What to do:
A) Could you copy the part of the sick-season anxiety thread that starts at "If she just" and ends at "clouds, flowers etc."?
B) Does the sick-season anxiety thread support each statement below? Answer yes or no for each, and quote the deciding words. (i) The child got her first cold at age 3. (ii) Isa39v had covid during the pandemic. (iii) victory13 advises giving the child more sweets.

Document segment:
[Start of Attachment]
# Anxiety & Sick Season



## Chrisminitheo2019 (5 mo ago)

Hi everyone! Really need some help. My 3 year got her first cold last week. We’re over it now but still dealing with a cough and stuffiness. I’m spiraling. The thought of the fever coming back, constantly feeling like she’s warm, every cough is a trigger. Every time she hugs me, I think, oh no is it because she’s feeling sick? I feel like if I see a high fever again I might spiral. I feel like I want to run away. Also scared that it’s not just a cold and something more serious. She grabs her head a lot and I automatically think, “brain tumor”. I’m just really spiraling. And I know that kids get sick! How am I going to survive sick season? Any tips? Personal stories?


----------



## Isa39v (5 mo ago)

I'm not an expert but I can understand your worries. In pandemic, I suffered covid and got same anxiety every time I felt little down or I felt my skin is getting quite warmer. However, It is not the truth. Assuming you treated her sickness with medical help, I won't think it might be that much serious. If you so much worried than please take the child for a regular check up. It would be better to be assured about your baby's health. Looking after sick child, even for a couple of days can be exhausting. Your kiddo is just 3 year old, you're new mommy. Of course, it's going to be little anxious but try to keep an optimist mind. At young age children's get sick easily, due to the lack of nutrients and the environmental effect. It's better to consult doctor regarding the improvement of the immunity. Do not worry, your child is totally fine and might just need a little bit of rest and some nutrients dose.


----------



## victory13 (Apr 4, 2018)

If she just got her first cold at 3, she sounds pretty healthy. Just make sure to feed her a healthy diet and limit sweets to keep her immune system strong.


----------



## azamsawati (5 mo ago)

Ahh so sorry for your child's sickness. I am not an expert but I can suggest something that keeps the baby's immune system as good as you can. And go outside for enjoying nature such as clouds, flowers etc.


----------



## jwaters (5 mo ago)
[End of Attachment]
Given records:
[Start of Attachment]
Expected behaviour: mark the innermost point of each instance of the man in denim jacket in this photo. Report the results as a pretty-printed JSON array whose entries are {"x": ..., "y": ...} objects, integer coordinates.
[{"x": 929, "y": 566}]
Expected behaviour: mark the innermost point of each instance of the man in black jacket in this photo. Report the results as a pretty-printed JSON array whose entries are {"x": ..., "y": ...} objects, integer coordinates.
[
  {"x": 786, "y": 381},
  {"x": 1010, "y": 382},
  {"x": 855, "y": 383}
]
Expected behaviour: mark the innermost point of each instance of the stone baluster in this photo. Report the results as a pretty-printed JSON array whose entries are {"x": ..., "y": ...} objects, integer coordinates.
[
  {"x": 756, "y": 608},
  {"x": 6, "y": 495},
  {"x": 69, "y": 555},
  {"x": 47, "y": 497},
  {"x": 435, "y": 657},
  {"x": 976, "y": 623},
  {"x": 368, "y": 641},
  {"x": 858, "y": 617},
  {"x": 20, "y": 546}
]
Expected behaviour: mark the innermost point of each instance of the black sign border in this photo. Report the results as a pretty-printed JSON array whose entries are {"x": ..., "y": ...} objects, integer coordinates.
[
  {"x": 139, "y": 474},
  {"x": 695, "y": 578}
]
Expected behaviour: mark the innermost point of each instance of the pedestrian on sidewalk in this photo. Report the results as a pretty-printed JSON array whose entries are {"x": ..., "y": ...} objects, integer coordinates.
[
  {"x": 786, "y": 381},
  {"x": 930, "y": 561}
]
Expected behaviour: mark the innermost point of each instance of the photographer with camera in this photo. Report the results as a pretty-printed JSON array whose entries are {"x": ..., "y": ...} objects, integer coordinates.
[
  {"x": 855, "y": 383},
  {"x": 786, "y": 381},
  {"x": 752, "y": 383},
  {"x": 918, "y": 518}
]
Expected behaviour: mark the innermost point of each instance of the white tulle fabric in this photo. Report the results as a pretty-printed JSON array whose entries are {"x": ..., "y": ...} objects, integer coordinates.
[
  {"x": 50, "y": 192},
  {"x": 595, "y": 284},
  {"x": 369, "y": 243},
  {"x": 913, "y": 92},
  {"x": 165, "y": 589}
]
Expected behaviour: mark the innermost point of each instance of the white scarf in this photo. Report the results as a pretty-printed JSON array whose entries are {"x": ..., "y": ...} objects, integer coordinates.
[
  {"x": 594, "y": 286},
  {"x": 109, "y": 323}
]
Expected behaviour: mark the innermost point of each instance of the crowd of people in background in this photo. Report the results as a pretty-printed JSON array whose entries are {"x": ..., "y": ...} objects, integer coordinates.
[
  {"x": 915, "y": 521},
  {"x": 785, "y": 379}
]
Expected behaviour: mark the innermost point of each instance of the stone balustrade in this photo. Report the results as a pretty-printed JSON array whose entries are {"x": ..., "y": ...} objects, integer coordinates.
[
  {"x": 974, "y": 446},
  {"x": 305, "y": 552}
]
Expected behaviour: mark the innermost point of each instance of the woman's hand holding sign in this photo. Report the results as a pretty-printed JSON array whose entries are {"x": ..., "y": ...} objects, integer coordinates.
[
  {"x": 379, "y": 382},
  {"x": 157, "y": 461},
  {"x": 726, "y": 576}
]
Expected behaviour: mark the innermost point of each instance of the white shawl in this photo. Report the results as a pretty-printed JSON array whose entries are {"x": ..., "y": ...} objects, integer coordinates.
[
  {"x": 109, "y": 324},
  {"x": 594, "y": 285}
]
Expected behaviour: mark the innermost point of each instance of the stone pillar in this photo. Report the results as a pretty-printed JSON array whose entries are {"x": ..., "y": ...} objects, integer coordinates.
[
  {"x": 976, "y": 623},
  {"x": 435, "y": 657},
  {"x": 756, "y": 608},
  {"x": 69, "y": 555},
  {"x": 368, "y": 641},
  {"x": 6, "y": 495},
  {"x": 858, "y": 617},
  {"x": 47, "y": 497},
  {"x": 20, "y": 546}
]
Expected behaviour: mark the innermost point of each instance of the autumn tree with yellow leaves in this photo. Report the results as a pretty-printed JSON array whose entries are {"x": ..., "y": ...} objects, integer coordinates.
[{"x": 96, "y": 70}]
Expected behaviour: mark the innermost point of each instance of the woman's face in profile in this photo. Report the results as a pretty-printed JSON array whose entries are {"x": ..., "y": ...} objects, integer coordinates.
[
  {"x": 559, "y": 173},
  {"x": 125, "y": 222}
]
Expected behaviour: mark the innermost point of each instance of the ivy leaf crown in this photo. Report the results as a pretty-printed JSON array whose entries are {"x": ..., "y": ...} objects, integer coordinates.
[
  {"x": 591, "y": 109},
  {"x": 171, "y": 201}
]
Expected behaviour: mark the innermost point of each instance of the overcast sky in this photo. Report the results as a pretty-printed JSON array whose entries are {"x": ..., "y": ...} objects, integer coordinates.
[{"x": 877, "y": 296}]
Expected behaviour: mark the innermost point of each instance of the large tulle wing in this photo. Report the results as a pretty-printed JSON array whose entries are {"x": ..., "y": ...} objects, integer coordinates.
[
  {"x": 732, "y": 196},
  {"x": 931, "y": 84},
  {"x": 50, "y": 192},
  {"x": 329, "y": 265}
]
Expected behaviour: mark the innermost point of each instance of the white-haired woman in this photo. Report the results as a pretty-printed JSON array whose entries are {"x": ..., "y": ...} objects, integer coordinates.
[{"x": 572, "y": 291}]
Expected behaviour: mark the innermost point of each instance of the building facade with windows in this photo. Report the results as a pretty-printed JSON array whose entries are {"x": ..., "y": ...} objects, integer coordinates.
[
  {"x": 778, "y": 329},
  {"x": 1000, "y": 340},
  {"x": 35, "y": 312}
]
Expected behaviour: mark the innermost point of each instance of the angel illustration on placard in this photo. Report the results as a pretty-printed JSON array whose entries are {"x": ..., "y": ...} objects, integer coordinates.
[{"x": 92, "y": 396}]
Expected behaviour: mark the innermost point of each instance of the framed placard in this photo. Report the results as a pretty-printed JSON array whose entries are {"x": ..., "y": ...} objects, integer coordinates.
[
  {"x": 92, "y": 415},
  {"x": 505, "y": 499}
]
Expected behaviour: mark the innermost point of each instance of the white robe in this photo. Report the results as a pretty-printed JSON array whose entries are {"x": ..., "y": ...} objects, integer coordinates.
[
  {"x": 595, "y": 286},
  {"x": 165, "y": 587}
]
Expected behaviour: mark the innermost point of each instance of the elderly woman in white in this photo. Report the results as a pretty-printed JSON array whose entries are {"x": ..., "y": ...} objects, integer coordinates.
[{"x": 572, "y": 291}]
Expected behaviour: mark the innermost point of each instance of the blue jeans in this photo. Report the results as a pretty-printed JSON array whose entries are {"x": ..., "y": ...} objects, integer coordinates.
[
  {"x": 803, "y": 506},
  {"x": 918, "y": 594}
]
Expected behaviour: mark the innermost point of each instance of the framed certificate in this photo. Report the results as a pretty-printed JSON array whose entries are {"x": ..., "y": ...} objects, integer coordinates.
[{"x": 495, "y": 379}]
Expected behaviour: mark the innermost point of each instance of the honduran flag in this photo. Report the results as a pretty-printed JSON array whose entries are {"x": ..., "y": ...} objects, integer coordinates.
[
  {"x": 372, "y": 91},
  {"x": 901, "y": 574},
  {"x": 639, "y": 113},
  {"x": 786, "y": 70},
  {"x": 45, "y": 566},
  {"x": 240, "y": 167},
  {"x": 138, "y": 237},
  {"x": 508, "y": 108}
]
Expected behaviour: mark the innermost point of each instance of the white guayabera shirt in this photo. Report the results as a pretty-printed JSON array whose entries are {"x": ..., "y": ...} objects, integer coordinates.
[End of Attachment]
[Start of Attachment]
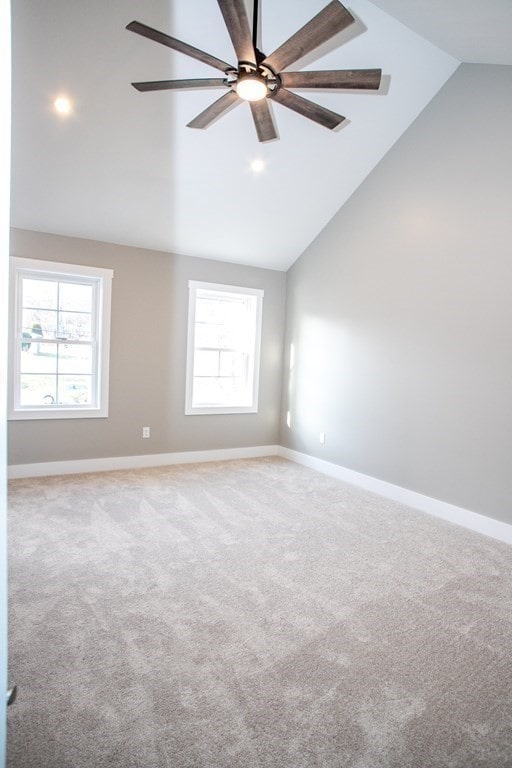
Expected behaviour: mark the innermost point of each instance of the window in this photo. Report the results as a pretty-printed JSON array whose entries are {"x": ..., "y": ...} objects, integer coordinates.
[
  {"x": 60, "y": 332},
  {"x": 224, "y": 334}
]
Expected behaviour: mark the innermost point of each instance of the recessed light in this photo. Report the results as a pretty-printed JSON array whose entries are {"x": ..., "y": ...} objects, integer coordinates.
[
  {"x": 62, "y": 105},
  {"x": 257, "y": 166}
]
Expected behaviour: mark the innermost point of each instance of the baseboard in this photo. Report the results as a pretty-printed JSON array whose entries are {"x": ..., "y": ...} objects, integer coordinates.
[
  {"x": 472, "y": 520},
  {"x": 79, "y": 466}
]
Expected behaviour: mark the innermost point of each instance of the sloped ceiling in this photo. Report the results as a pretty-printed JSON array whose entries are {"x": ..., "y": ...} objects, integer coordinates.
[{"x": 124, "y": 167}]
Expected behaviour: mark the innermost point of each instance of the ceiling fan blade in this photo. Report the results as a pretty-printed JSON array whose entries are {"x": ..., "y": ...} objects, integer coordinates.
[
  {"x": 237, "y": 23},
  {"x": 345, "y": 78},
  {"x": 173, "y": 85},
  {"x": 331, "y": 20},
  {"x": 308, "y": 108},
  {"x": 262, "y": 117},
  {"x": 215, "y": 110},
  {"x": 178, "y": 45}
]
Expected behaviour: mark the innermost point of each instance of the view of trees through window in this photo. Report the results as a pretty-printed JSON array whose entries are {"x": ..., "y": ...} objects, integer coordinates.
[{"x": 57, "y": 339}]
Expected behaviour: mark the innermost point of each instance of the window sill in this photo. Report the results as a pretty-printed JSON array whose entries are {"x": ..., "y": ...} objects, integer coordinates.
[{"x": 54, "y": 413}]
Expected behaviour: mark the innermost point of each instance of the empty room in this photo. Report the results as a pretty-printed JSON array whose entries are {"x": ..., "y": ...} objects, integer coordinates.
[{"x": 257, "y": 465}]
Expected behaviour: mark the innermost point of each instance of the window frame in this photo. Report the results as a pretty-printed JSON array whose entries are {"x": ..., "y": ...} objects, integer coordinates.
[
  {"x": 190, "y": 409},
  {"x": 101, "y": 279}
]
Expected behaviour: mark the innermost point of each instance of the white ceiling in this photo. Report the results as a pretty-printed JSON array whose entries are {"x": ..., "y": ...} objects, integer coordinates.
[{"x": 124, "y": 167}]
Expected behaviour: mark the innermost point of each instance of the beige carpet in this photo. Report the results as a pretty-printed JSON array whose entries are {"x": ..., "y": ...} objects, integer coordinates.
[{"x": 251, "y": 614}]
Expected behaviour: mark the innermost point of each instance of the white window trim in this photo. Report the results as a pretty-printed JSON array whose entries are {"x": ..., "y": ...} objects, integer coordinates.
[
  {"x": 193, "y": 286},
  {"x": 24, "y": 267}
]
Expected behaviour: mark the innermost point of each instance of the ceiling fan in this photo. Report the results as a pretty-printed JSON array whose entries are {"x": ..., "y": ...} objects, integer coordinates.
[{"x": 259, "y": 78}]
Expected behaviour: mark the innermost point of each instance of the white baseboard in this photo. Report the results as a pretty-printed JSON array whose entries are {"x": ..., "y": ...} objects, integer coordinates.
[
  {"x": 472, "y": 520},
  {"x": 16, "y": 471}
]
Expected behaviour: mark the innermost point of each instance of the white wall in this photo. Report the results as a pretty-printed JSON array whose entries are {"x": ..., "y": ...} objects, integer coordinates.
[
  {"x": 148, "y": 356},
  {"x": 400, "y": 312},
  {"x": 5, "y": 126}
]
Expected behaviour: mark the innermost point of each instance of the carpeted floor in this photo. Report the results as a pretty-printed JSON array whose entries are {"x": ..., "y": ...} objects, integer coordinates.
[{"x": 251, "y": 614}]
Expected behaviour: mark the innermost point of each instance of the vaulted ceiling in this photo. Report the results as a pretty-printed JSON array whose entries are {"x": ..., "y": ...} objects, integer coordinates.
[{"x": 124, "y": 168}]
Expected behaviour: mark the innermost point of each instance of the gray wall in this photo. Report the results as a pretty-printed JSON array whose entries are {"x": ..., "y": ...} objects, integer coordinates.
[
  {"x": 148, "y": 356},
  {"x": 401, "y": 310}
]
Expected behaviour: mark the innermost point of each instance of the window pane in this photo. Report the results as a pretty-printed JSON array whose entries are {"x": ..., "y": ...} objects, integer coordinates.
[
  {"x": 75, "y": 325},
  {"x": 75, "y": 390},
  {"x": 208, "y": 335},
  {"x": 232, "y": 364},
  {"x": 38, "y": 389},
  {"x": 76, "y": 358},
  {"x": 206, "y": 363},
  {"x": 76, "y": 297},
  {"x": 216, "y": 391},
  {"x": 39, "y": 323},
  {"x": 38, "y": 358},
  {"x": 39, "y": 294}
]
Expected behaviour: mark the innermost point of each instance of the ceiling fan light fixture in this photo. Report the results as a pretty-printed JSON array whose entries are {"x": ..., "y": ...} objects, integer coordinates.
[End of Attachment]
[Start of Attachment]
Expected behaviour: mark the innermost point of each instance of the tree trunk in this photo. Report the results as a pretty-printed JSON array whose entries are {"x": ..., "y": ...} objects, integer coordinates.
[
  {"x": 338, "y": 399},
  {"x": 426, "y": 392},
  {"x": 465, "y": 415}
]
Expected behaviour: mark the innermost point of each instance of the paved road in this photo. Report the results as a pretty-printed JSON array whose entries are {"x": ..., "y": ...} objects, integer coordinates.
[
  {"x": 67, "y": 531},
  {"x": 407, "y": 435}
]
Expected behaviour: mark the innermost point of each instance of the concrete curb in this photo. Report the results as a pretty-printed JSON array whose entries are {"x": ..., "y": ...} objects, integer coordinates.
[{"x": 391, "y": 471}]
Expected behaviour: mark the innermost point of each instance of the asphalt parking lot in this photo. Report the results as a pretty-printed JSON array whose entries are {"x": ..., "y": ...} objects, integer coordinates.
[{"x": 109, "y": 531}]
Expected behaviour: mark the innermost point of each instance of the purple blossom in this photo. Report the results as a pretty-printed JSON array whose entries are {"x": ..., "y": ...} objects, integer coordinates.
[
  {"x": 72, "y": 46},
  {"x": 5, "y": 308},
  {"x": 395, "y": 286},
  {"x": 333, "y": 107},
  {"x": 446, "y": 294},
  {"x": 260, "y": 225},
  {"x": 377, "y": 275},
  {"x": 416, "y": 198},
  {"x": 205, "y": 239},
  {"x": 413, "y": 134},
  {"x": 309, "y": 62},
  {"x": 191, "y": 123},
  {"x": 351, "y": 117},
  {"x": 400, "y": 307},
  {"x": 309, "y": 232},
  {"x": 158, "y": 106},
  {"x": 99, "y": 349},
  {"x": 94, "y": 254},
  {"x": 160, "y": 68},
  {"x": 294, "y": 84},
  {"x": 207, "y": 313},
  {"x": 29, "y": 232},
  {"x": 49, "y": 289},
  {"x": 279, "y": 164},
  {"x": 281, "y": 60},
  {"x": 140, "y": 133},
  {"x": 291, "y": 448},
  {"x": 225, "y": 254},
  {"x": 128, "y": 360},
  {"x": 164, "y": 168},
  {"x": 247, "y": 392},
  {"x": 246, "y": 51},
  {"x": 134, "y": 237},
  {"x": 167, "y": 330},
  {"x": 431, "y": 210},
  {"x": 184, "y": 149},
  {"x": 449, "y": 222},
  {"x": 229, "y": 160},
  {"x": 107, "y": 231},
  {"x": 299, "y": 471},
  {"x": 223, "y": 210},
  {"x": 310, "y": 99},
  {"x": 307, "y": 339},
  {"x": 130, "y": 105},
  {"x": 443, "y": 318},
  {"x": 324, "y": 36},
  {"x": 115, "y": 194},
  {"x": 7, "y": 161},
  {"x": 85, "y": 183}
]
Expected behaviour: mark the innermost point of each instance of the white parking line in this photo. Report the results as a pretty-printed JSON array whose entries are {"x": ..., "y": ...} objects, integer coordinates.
[End of Attachment]
Exercise answers:
A)
If she just got her first cold at 3, she sounds pretty healthy. Just make sure to feed her a healthy diet and limit sweets to keep her immune system strong.


----------



## azamsawati (5 mo ago)

Ahh so sorry for your child's sickness. I am not an expert but I can suggest something that keeps the baby's immune system as good as you can. And go outside for enjoying nature such as clouds, flowers etc.

B)
(i) Yes: "My 3 year got her first cold last week."
(ii) Yes: "In pandemic, I suffered covid"
(iii) No: "limit sweets to keep her immune system strong."